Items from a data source
* begin *

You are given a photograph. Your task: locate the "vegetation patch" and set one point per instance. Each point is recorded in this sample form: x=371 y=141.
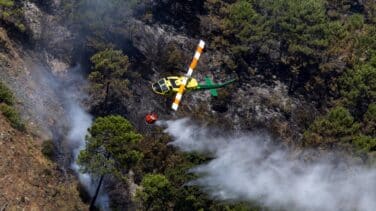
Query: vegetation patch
x=13 y=117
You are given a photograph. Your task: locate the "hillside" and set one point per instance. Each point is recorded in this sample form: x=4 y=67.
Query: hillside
x=295 y=131
x=28 y=179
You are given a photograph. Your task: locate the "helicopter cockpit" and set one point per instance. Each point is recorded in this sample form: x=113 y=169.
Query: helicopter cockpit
x=161 y=87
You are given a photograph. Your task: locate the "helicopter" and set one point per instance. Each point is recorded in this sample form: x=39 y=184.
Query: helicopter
x=179 y=84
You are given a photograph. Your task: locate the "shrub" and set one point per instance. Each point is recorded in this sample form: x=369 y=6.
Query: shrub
x=338 y=126
x=6 y=95
x=48 y=149
x=13 y=117
x=6 y=3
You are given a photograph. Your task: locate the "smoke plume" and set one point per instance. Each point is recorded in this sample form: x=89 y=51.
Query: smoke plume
x=249 y=167
x=56 y=102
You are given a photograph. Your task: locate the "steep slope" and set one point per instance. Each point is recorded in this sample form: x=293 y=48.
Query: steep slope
x=27 y=179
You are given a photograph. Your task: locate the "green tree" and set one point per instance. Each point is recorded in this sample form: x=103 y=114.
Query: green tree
x=13 y=117
x=108 y=64
x=358 y=88
x=6 y=95
x=365 y=144
x=369 y=121
x=111 y=147
x=108 y=70
x=155 y=192
x=6 y=3
x=337 y=127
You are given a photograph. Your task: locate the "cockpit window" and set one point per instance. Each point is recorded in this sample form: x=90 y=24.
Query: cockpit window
x=162 y=85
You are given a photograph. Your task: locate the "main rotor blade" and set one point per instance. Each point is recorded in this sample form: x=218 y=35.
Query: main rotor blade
x=193 y=65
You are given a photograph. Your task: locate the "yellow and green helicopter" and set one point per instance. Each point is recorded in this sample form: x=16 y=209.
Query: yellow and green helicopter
x=179 y=84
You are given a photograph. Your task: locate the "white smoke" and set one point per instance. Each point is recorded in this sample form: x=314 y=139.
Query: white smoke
x=249 y=167
x=81 y=121
x=59 y=99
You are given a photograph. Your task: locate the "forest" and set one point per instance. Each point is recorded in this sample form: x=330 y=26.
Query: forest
x=322 y=51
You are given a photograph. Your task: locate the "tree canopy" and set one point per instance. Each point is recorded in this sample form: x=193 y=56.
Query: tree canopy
x=111 y=147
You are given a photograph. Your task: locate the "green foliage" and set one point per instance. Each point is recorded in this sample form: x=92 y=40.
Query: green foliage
x=6 y=95
x=337 y=127
x=155 y=192
x=109 y=63
x=110 y=147
x=369 y=121
x=13 y=117
x=245 y=24
x=48 y=149
x=365 y=144
x=358 y=87
x=6 y=3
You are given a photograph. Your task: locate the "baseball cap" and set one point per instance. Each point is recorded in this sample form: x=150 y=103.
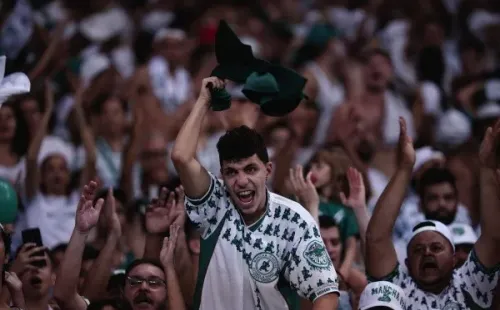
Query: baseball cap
x=382 y=294
x=433 y=226
x=463 y=234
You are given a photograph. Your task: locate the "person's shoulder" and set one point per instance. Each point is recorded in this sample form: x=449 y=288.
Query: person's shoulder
x=299 y=212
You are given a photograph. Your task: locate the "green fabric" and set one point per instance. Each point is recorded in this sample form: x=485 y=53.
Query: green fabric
x=343 y=216
x=276 y=89
x=8 y=202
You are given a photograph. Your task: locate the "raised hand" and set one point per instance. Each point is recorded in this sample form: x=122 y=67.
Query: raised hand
x=406 y=152
x=357 y=196
x=168 y=248
x=489 y=147
x=158 y=218
x=303 y=188
x=87 y=214
x=112 y=219
x=13 y=282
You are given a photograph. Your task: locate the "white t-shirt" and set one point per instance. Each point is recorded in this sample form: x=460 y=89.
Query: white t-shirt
x=263 y=266
x=471 y=287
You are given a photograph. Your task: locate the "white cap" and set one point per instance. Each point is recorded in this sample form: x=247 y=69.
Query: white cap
x=453 y=128
x=92 y=66
x=463 y=234
x=424 y=155
x=13 y=84
x=56 y=146
x=102 y=26
x=433 y=226
x=382 y=294
x=169 y=33
x=488 y=110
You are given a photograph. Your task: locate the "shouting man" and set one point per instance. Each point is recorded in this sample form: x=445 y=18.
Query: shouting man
x=258 y=250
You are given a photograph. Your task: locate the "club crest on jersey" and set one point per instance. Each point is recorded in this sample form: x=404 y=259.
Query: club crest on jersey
x=264 y=267
x=317 y=256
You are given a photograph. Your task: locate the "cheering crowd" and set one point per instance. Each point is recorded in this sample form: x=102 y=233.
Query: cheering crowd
x=280 y=154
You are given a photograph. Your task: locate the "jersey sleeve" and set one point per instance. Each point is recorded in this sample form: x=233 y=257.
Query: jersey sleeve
x=309 y=269
x=477 y=282
x=207 y=212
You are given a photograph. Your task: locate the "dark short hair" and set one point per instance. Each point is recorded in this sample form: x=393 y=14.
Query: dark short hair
x=326 y=222
x=143 y=261
x=433 y=176
x=240 y=143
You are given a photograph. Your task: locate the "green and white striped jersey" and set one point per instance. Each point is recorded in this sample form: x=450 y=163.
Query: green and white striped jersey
x=267 y=265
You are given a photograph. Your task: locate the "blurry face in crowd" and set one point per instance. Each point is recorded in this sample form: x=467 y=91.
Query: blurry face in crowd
x=246 y=183
x=31 y=112
x=37 y=281
x=333 y=244
x=462 y=252
x=279 y=137
x=173 y=50
x=55 y=175
x=113 y=118
x=378 y=73
x=7 y=124
x=439 y=202
x=430 y=260
x=154 y=159
x=145 y=288
x=322 y=174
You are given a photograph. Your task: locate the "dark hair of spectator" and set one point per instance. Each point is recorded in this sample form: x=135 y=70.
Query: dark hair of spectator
x=20 y=142
x=430 y=65
x=326 y=222
x=97 y=105
x=435 y=176
x=240 y=143
x=143 y=261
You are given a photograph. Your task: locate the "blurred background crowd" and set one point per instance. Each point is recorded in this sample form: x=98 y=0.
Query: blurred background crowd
x=113 y=81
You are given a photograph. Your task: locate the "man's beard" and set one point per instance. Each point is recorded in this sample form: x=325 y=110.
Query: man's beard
x=442 y=216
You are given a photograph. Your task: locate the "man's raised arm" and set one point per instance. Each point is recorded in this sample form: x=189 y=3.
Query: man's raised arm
x=194 y=178
x=381 y=258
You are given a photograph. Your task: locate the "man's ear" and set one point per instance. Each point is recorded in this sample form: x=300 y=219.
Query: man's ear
x=269 y=169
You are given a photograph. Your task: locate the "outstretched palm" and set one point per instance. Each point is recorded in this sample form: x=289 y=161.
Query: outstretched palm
x=87 y=214
x=357 y=197
x=487 y=151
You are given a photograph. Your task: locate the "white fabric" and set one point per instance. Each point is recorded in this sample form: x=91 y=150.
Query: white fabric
x=104 y=25
x=247 y=261
x=172 y=91
x=453 y=128
x=382 y=294
x=330 y=96
x=488 y=110
x=424 y=155
x=157 y=19
x=481 y=19
x=54 y=215
x=431 y=98
x=463 y=234
x=437 y=227
x=92 y=66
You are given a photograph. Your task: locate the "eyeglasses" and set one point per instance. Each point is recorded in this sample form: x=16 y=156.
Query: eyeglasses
x=152 y=282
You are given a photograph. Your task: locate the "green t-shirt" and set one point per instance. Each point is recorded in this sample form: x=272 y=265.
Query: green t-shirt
x=343 y=216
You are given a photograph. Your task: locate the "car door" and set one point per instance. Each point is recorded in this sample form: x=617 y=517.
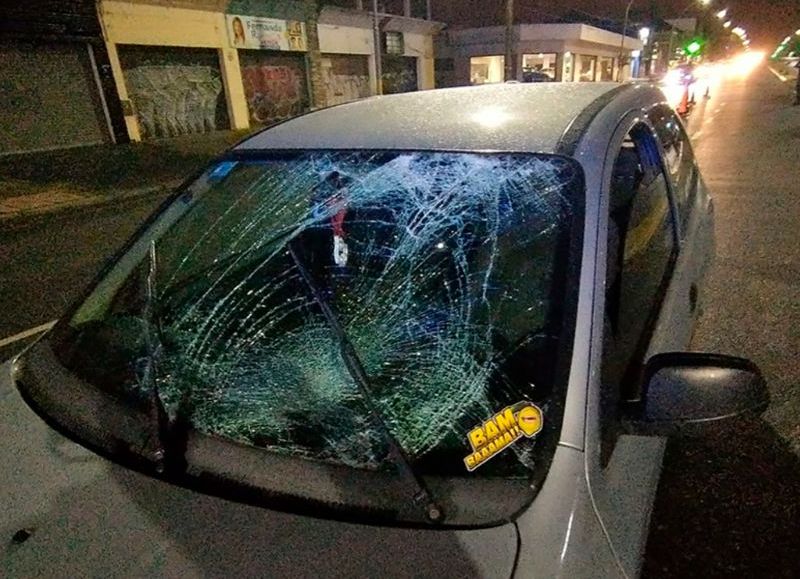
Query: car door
x=695 y=227
x=641 y=252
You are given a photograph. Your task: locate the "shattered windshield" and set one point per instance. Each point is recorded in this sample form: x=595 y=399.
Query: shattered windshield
x=446 y=272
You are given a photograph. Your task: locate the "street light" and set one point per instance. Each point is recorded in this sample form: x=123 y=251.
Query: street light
x=622 y=42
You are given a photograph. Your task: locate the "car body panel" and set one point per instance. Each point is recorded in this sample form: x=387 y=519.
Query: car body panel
x=624 y=490
x=99 y=518
x=560 y=534
x=91 y=517
x=510 y=117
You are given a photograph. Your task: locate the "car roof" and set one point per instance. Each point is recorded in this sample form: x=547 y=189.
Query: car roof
x=501 y=117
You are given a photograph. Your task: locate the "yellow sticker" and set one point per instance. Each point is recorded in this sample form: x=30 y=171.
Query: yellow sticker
x=501 y=431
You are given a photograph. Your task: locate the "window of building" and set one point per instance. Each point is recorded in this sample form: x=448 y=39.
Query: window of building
x=605 y=72
x=393 y=43
x=586 y=68
x=419 y=9
x=569 y=63
x=486 y=69
x=390 y=6
x=539 y=67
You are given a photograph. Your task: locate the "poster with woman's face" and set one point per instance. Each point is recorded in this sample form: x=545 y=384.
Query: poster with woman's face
x=265 y=33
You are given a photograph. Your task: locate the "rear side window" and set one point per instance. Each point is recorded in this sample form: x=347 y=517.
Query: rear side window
x=678 y=158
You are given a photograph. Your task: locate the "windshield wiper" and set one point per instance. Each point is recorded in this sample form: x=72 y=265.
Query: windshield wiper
x=423 y=496
x=166 y=454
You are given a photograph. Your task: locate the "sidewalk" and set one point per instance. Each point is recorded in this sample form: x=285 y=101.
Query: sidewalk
x=38 y=183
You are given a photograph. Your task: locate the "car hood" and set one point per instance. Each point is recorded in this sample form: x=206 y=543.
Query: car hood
x=67 y=512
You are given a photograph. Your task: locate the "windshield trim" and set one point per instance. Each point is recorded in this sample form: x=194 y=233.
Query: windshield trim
x=232 y=490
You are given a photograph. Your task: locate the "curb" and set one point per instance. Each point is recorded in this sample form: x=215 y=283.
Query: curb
x=26 y=217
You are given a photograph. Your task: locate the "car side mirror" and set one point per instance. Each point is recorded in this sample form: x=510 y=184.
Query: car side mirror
x=688 y=389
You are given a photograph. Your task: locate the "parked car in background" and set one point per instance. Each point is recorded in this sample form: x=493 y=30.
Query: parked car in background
x=432 y=334
x=536 y=75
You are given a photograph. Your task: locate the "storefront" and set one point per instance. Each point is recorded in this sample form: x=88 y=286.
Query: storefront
x=542 y=53
x=50 y=97
x=182 y=67
x=174 y=90
x=346 y=77
x=273 y=63
x=55 y=82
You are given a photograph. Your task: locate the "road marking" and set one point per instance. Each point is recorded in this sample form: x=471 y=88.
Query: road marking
x=26 y=334
x=779 y=75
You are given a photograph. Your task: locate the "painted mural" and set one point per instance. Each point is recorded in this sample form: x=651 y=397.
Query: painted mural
x=346 y=78
x=175 y=92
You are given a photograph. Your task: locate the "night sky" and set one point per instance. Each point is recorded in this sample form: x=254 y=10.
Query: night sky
x=767 y=21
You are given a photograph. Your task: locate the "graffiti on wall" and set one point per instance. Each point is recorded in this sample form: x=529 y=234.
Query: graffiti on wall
x=342 y=88
x=399 y=74
x=346 y=78
x=273 y=92
x=173 y=100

* end *

### Your objective
All lines from the line containing "form: x=493 y=30." through the end of the listing above are to be duplicated exactly; include both ends and nothing further.

### Output of the exercise
You are given a photograph. Your task: locate the "parked car in background" and set one point per instance. Each point is recorded in this sample form: x=493 y=30.
Query: parked car in background
x=432 y=334
x=536 y=75
You are given a photograph. Your task: locate the "storefront" and set one point per instance. Each point is recorded in this sample form: x=88 y=286.
Query: storefront
x=542 y=53
x=50 y=97
x=182 y=67
x=174 y=90
x=346 y=77
x=273 y=63
x=55 y=82
You are given a photograph. Your task: locate the "road marking" and set one point per instance. Each point is recorded in this sample form: x=471 y=88.
Query: road marking
x=26 y=334
x=779 y=75
You are given a photograph. Your task: locate the "painted mural" and set one point per instance. Each point is recorded in this sample form: x=651 y=397.
Query: painted mural
x=346 y=78
x=175 y=92
You are given a photograph. Your task: locate the "night sky" and set one point per instance. Each point is recorded in this sample form: x=254 y=10.
Query: night sky
x=767 y=21
You are given a photograph. Your task: locate the "graffiti on wall" and set one point per instance. Each point is recorded in this sample form: x=529 y=234.
Query: graffiti on wall
x=342 y=88
x=399 y=74
x=346 y=78
x=273 y=92
x=173 y=100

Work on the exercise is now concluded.